### Task to carry out
Edit the records between the line holding "to the pink" and the end of the records, inclusive, changing "woman's" to "lady's" and leaving everything else the same. Return only those lines.

_ _ _ _

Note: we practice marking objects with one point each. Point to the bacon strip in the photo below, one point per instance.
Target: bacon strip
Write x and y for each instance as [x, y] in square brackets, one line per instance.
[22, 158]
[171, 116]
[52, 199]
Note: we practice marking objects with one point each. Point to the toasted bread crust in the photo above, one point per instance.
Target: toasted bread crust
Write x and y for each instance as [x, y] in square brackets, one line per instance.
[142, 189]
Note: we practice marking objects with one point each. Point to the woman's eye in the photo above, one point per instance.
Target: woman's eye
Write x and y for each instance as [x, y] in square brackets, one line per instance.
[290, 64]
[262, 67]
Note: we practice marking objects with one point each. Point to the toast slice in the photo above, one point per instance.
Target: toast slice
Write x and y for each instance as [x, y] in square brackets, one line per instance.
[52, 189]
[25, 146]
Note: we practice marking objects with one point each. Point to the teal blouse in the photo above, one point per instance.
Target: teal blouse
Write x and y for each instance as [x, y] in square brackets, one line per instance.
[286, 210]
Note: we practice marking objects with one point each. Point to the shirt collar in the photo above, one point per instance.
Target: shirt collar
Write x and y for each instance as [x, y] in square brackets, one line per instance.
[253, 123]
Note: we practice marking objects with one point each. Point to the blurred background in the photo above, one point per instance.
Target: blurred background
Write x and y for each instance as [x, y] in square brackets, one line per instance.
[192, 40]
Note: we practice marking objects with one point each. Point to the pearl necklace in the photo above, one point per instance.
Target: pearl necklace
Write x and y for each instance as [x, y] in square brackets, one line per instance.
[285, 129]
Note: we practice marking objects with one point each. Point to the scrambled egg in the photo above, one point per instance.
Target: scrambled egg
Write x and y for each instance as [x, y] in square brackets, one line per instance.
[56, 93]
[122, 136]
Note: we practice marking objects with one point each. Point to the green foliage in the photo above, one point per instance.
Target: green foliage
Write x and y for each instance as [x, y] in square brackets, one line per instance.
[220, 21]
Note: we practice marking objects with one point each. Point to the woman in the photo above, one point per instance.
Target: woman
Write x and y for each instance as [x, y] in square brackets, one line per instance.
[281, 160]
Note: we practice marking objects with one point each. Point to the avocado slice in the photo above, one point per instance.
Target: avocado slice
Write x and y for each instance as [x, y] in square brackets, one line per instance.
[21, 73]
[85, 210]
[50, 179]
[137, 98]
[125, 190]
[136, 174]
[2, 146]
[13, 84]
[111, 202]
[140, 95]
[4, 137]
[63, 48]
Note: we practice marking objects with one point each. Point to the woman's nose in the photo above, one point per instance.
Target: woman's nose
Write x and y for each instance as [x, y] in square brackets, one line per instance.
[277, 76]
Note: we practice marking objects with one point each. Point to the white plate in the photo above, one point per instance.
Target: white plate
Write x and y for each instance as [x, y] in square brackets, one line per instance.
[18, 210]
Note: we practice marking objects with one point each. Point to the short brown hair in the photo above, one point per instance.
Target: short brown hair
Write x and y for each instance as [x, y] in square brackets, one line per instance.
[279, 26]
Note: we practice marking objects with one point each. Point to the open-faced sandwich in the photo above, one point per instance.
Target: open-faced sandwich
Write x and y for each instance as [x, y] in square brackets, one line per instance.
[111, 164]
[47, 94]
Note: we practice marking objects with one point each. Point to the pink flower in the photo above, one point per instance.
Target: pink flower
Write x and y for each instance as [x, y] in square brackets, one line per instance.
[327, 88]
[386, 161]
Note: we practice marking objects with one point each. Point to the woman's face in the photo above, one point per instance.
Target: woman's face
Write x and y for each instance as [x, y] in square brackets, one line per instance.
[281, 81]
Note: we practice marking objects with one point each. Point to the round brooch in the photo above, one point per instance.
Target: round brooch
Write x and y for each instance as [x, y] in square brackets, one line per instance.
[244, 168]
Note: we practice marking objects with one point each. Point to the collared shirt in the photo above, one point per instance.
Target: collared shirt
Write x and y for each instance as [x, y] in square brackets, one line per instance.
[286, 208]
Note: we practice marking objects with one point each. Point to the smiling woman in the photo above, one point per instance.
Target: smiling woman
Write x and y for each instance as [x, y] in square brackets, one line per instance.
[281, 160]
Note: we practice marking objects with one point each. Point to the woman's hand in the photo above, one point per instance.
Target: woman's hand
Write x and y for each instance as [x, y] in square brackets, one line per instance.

_ _ _ _

### The result
Note: we practice marking objects with one point each. Point to the pink flower in the photo above, one point per instance.
Target: pink flower
Write x and y for each instance as [x, y] in square brackets, one line per instance.
[327, 88]
[386, 161]
Note: we practice marking objects with one point each. Point to the lady's face in the photo above, one point per instance.
Target: lady's face
Write x and y for each instance as [x, y] in square brackets, one line per instance.
[281, 81]
Note: we practice marking objects with one point each. Point to the round brooch in the photo above, one point per instance.
Target: round brooch
Write x and y for each instance as [x, y] in square brackets, one line per instance.
[244, 168]
Note: we practice marking objects with one point each. Point to the collared shirt in the photo above, one point per instance.
Target: collared shirt
Write x and y for each instance as [x, y] in square brackets, one line per instance.
[286, 208]
Note: we practice marking objects with one point each. Point to the smiling woman in the photo above, one point per instance.
Target: smiling woman
Write x and y for each instance as [x, y] in square brackets, one line per instance.
[281, 160]
Note: we practice marking objects with one point each. Point to the lady's hand in the photo above, one point per instance.
Target: lady's hand
Write x and y for each instance as [x, y] in square brackets, one line per instance.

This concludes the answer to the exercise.